### [To do]
1. Which percentage figures appear in the article on U.S. healthcare spending, and what does each one measure? List every one.
2. Answer these questions from the article on U.S. healthcare spending:
(a) How many Americans lost coverage?
(b) What did total U.S. expenditures on healthcare reach in 2009?
(c) How many years of history does the National Health Expenditure Accounts have?
Start of Page text
CMS: Recession stunts growth in healthcare spending
Healthcare spending in the U.S. grew at a historically low rate in 2009 on the heels of the recession, curtailed primarily by a deceleration in private health insurance spending as 6.3 million Americans lost coverage. Government spending moderately offset the slowing growth, as federal spending on healthcare grew to 54 percent of the government's total revenue, according to research conducted by the Centers for Medicare & Medicaid Services (CMS).

Total U.S. expenditures on healthcare reached $2.5 trillion in 2009, with growth decelerating from 4.7 percent in 2008 and 6.1 percent in 2007 to 4.0 percent in 2009, the lowest rate of growth in the 50-year history of the National Health Expenditure Accounts (NHEA). Still, growth in healthcare expenditures outpaced that of the U.S. economy as a whole, resulting in healthcare expenditures rising from 16.6 percent of GDP in 2008 to 17.6 percent in 2009.
End of Page text
Start of Extracted records
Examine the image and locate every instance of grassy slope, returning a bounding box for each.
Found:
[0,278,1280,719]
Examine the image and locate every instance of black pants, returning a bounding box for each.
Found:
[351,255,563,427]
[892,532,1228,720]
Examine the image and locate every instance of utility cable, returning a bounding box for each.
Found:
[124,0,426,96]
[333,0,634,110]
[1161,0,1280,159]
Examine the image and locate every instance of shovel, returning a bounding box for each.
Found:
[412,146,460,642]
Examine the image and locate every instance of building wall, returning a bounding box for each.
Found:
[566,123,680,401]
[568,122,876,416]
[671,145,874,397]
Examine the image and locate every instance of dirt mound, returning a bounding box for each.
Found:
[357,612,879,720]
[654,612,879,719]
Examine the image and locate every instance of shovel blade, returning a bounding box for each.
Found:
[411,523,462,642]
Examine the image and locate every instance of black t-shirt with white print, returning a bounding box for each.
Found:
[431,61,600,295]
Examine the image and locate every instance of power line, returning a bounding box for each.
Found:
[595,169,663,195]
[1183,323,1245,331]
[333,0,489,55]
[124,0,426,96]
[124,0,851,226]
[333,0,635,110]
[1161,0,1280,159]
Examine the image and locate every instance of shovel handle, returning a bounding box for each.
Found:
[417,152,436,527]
End of Extracted records
Start of Extracted records
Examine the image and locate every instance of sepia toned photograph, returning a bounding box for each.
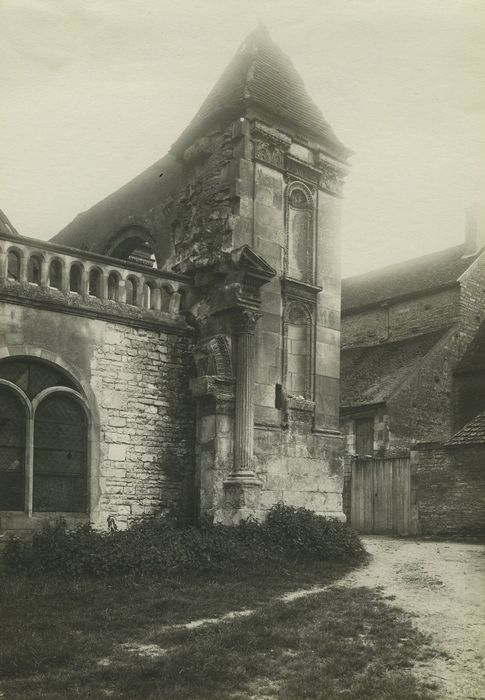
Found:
End of Extracted records
### [Solved tasks]
1.
- 54 percent: federal spending on healthcare as a share of the government's total revenue
- 6.1 percent: growth in healthcare expenditures in 2007
- 4.7 percent: growth in healthcare expenditures in 2008
- 4.0 percent: growth in healthcare expenditures in 2009
- 16.6 percent: healthcare expenditures as a share of GDP in 2008
- 17.6 percent: healthcare expenditures as a share of GDP in 2009

2.
(a) 6.3 million
(b) $2.5 trillion
(c) 50 years